**Passage shown:**
--- Begin ---

I meet Mrs. Botanical, with whom I cross paths now and then. Local girl, who’s walked this district since childhood, noticing nature. A real naturalist. It turns out she is the daughter of the wild-gardening couple who were so welcoming on one of my earlier walks. I should have known… of course. They have infused in her their wonder of the wild. A very precious gift this, from parent to child, it seems to me…. better by far than a trust fund. She tells me of her own recent encounters – just this last week, in the little brook/ditch that runs from Histon to join our Beck Brook at the coppice, she has come across water voles, then the largest grass snake she’s ever seen, then some eels. She is so thrilled that it’s as good as seeing these creatures with my very own eyes. And it confirms my earlier sightings of grass snake and eel. The presence of the fast-declining water vole here is an unexpected surprise. Even though I regularly scan the banks of our various watercourses I have never even seen their tell-tale holes, just above the waterline.

--- End ---

**What the task asks:** Carry on the walk diary about local wildlife sightings, starting right after its last sentence.

**Record excerpts:**
--- Begin ---

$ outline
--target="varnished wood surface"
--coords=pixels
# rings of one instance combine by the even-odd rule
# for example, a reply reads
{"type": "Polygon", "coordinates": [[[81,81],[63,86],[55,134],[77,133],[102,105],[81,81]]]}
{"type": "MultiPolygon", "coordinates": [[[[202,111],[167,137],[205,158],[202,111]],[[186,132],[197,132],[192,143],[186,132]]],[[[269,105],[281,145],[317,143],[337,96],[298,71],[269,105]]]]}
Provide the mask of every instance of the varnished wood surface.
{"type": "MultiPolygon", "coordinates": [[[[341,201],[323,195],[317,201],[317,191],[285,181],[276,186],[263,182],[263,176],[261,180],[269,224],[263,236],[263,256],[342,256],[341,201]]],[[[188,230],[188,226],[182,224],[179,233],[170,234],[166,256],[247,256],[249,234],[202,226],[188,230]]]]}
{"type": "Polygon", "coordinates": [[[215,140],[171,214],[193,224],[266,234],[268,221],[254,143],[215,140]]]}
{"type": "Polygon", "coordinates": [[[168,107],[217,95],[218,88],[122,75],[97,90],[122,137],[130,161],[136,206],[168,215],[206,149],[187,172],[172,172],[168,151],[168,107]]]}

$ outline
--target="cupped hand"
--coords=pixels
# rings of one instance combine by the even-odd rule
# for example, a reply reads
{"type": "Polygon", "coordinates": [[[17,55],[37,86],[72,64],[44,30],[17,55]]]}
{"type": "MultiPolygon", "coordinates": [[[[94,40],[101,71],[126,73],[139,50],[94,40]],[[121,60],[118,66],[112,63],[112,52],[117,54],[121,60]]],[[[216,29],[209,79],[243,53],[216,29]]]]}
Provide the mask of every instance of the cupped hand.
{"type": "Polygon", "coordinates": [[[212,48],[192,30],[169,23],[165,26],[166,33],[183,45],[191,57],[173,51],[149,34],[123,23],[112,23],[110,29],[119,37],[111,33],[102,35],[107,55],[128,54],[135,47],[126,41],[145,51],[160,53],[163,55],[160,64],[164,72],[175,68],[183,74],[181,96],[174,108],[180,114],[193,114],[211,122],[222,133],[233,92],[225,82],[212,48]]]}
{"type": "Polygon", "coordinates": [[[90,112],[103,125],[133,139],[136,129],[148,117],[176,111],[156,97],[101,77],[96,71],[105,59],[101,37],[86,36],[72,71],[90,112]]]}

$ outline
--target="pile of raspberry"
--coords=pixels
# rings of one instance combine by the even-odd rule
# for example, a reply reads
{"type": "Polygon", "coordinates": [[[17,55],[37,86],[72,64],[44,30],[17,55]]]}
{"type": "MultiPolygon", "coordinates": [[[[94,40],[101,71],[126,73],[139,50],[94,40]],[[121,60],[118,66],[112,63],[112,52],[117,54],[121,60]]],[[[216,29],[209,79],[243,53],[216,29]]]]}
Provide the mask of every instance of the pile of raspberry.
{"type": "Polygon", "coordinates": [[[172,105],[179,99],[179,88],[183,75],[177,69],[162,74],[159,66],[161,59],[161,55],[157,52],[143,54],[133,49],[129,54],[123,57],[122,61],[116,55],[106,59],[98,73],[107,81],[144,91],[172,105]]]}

--- End ---

**Reply:**
Hawthorn blossom, though still not fully out everywhere, adorns the hedges and banks and woodland edges …. in fact the whole green countryside, wherever you look, is splashed with white. It reveals itself as the dominant hedge tree round here by far, with blackthorn less common. When hawthorn grows naturally, without hacking and topping, it throws out long arched sprays of blossom, with flowers all the way down to the tips. The red hawthorn seems later and is just breaking bud. Horse-chestnuts still in flower, lit with great, upright pinkish-white cones, evenly spaced over each tree. But the season really belongs to the wild flowers and flowering grasses, which are now in a rush, coming too many and too fast for me to identify. Sometimes their foliage is more interesting than their flowers. Lacy white cow-parsley, up to four feet high, is dominant now, along with the feathering grasses and uncoiling thistles. Big ox-eye daisies or moon daisies, two inches across with gold eyes, each one on a tall slender stem, have come up in the disturbed ground along the guided-busway. They are the loveliest of flowers and I want to gather them up and take them home, they’re that sort of flower. But of course there are too few about to pick even one, they might even be endangered, and it’s probably illegal.

At the ancient Abbey Farm, adjacent to Histon church, are retained some small pieces of old woodland, meadow, and an overgrown scrubby tract – some of the few places in the neighbourhood that are a little bit wild, or not overly managed at least. Sauntering some 50 yards in front of me, on a footpath winding through the latter, is a muntjac. Yes, it’s just the sort of place I would expect to see one, with plenty of open grazing close to cover. It trots like a dog, and curls its broad tail upwards, flashing the flat white underside like a banner. It disappears into a thicket. I emerge onto a broad sloping meadow, ungrazed and uncut, full of flowers, especially the buttercup. I’ve never seen so many buttercups – a field of buttercups. Not good for grazing stock perhaps, but perfectly harmless when cut and dried in the process of hay-making. I walk back along Histon Brook, with the setting sun in my eyes, looking for water voles. But nothing disturbs the water, which lies black and still and silent.